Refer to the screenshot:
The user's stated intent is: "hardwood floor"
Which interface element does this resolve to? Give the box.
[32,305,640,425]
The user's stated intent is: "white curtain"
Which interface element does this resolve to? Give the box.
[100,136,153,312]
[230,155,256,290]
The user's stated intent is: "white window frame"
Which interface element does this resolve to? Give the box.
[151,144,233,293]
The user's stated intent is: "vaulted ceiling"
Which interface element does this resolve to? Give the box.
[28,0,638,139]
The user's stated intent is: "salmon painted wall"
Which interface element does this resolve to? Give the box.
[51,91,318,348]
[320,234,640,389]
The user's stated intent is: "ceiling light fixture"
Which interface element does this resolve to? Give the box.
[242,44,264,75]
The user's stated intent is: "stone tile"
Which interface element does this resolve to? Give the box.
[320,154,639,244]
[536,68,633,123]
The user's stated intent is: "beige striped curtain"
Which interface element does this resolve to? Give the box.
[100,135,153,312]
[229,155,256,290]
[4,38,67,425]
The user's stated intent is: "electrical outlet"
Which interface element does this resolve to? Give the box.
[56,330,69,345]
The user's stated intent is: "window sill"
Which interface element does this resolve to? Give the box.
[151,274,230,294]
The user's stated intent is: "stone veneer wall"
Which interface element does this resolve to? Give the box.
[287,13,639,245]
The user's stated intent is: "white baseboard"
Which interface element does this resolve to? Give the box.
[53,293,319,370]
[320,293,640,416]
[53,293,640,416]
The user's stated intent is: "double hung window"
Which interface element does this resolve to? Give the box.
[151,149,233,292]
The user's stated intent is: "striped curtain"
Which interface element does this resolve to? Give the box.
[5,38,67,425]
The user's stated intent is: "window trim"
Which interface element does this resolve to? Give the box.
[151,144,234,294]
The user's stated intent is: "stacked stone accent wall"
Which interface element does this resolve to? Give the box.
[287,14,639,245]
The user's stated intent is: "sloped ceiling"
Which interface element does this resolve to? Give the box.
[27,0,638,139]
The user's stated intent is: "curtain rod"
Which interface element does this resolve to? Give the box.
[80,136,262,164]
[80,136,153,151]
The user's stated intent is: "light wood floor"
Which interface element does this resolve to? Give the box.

▬▬▬▬▬▬▬▬▬▬

AIM OF THE TASK: Rewrite all the lines above as a numbered list, leaving out any blank lines.

OUTPUT OF THE TASK:
1. Refer to the screenshot:
2. The user's stated intent is: "hardwood floor"
3. Which interface element does this resolve to? Give the box.
4. [32,305,640,425]
5. The user's stated intent is: "white curtain"
6. Which interface element does this resolve to? Give the box.
7. [100,136,153,312]
8. [230,155,256,290]
9. The user's stated intent is: "white window frame"
10. Which interface element does this resolve to? Give the box.
11. [151,144,233,293]
12. The user's stated intent is: "vaulted ceiling"
13. Which interface element does this resolve to? Give the box.
14. [28,0,638,139]
15. The user's stated intent is: "salmon painted wall"
16. Which interface element does this resolve to? Give the box.
17. [51,91,318,348]
18. [320,234,640,389]
19. The user's stated intent is: "ceiling light fixture"
20. Which interface element does this resolve to? Give the box.
21. [242,44,264,75]
22. The user's stated intent is: "stone tile"
23. Which interface element does this resolve to? Give the box.
24. [320,154,639,244]
25. [536,68,633,123]
26. The user's stated intent is: "beige striped curtain"
27. Which interface element does this resolve to? Give the box.
28. [100,135,153,312]
29. [229,155,256,290]
30. [4,38,67,425]
31. The user's stated intent is: "electrical outlet"
32. Which interface element does this resolve to? Give the box.
33. [56,330,69,345]
34. The user's stated intent is: "window sill"
35. Which interface element does this resolve to? Give the box.
36. [151,274,230,294]
37. The user's stated intent is: "stone veneer wall"
38. Which interface element does this resolve to? Give the box.
39. [287,13,639,245]
40. The user's stated intent is: "white baseboard"
41. Which interface element does this resolve to? Give the box.
42. [53,293,319,370]
43. [320,293,640,416]
44. [53,293,640,416]
45. The user's stated intent is: "double hung window"
46. Which interface element does this resolve to? Give the box.
47. [151,149,233,292]
48. The user's stated intent is: "striped curtain"
49. Which interface element does this resolve to? Give the box.
50. [5,38,67,425]
51. The user's stated intent is: "window trim"
52. Which interface element does this resolve to? Give the box.
53. [151,144,234,294]
54. The user's stated intent is: "stacked stone accent wall"
55. Which interface element does this resolve to? Give the box.
56. [287,14,639,245]
57. The user's stated intent is: "sloped ceiling"
58. Which interface element does this resolve to? Give the box.
59. [27,0,638,139]
60. The user's stated intent is: "curtain rod"
61. Which interface element does this resolve to? Give the box.
62. [80,136,262,164]
63. [80,136,153,151]
64. The user's stated intent is: "light wood floor"
65. Which interface element does this resolve to? Give the box.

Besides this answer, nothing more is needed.